D’ailleurs, en Angleterre même, quoique le recours prédominant à l’impôt direct pour charges de guerre soit conforme aux traditions nationales, l’abus de ce puritanisme financier n’est pas accepté sans critiques. On a demandé à l’impôt direct, en 1914-1915, 108 millions sterling (soit 57 pour 100 des recettes fiscales) ; en 1915-1916, 169 millions (soit 58 pour 100) ; on lui demande, en 1916-1917, 235 millions (soit 63 pour 100 du produit des impôts, l’excess profits duty exclu). C’est là, dit-on, une proportion inadmissible. Il est injuste et dangereux de tendre à ce point les ressorts de la taxation directe, de faire peser une pareille part de charges sur une classe restreinte, — un neuvième de la population, — laquelle fournit du reste son large contingent à l’impôt de consommation. C’est léser la justice fiscale, qui demande l’égalité des sacrifices, selon les capacités de chacun. C’est risquer de détruire, avec le goût et l’aptitude du citoyen à produire ou à économiser, la richesse même sur laquelle repose la taxation, et d’anéantir par l’impôt la matière imposable. On veut surtaxer pour contraindre le pays à épargner ? Mais ne sait-on pas qu’un lourd impôt direct est une arme à deux tranchans qui peut, selon le cas, stimuler le sens de l’épargne ou le détruire ? Cependant la masse de la population, quitte de l’impôt direct, touchée, mais légèrement, par l’impôt indirect, ne paie pas son dû à la taxation de guerre ; et comme d’ailleurs (sauf les efforts faits depuis peu) le salarié anglais, à la différence de ce qui se passe chez nous, ne s’intéresse guère aux emprunts faits par le Trésor, il en résulte que la majorité du pays, investie de la souveraineté politique, ne participe que d’une façon très relative et inadéquate à l’effort financier de l’Angleterre : et cela est mauvais.

★ ★ ★ ★

# Objectif de l'exercice
Dans l'extrait sur l'impôt de guerre en Angleterre, relevez chaque exercice cité avec la somme demandée à l'impôt direct et le pourcentage indiqué pour cette somme. La liste qui suit n'est pas utile ici.

[Relevés de placement des points]

★ ★ ★ ★

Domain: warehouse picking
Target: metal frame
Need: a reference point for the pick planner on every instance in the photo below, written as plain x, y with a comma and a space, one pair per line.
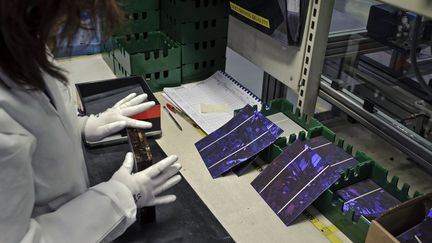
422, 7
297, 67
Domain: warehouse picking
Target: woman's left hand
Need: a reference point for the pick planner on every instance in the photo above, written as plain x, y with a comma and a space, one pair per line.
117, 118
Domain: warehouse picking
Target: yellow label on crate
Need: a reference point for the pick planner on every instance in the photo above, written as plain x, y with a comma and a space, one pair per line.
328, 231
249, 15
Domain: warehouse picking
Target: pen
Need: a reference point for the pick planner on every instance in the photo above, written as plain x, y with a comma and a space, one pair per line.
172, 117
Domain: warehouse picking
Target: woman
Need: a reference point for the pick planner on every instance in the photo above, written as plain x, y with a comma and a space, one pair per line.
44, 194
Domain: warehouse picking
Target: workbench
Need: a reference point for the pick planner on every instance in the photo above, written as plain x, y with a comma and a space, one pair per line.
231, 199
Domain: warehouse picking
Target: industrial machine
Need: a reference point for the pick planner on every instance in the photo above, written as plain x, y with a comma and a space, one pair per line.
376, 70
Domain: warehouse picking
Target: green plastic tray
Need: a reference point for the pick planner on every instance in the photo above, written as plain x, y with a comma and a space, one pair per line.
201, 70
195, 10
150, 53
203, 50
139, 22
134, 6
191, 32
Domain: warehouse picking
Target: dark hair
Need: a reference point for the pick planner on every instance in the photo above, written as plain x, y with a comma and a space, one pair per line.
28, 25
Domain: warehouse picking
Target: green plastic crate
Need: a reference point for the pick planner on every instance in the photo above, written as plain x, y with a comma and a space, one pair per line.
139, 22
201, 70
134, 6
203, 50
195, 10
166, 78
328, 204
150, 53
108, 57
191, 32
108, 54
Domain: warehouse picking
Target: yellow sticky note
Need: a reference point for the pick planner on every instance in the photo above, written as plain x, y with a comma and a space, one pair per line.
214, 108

★ ★ ★ ★

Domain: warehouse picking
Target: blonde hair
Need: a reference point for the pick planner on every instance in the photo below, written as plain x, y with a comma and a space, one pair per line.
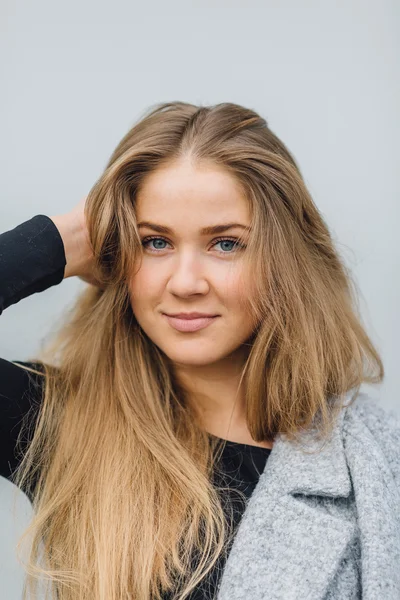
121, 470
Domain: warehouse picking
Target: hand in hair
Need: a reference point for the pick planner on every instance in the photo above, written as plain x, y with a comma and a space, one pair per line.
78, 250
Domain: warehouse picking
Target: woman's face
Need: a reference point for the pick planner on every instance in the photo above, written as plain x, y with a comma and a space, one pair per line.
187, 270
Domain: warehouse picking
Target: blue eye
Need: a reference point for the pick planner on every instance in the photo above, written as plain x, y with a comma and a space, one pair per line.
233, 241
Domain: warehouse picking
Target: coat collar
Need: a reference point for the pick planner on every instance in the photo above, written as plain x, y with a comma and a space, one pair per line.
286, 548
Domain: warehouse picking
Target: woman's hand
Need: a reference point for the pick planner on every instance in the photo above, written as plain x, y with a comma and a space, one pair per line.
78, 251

★ ★ ★ ★

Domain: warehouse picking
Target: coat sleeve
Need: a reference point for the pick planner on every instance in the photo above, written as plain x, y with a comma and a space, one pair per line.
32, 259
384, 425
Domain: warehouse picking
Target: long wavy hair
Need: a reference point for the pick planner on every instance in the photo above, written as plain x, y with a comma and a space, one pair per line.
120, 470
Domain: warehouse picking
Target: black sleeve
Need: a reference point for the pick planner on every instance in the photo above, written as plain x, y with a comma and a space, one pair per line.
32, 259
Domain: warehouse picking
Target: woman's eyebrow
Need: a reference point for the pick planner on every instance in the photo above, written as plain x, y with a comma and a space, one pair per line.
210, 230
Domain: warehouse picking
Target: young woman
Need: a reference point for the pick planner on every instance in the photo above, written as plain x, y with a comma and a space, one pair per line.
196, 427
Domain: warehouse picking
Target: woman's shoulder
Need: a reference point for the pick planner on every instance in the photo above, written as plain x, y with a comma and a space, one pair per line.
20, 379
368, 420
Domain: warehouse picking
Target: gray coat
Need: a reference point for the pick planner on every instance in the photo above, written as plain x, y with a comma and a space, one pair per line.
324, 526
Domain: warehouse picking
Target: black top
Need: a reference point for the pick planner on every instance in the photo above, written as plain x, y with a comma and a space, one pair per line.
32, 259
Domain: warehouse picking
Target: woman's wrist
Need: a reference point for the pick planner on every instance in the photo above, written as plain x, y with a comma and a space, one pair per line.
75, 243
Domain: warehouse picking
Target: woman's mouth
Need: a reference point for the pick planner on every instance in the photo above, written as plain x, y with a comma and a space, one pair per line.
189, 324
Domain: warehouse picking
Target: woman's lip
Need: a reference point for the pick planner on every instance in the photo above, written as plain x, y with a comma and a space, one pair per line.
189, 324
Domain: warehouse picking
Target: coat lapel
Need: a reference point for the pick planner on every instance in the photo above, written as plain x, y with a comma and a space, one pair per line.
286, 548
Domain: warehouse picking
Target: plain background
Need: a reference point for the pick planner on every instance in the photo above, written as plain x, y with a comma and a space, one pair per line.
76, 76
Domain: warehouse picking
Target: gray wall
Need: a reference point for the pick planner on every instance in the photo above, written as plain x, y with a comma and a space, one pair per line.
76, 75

★ ★ ★ ★

# Réponse
- 1914-1915 : 108 millions sterling, soit 57 pour 100 des recettes fiscales
- 1915-1916 : 169 millions, soit 58 pour 100
- 1916-1917 : 235 millions, soit 63 pour 100 du produit des impôts, l'excess profits duty exclu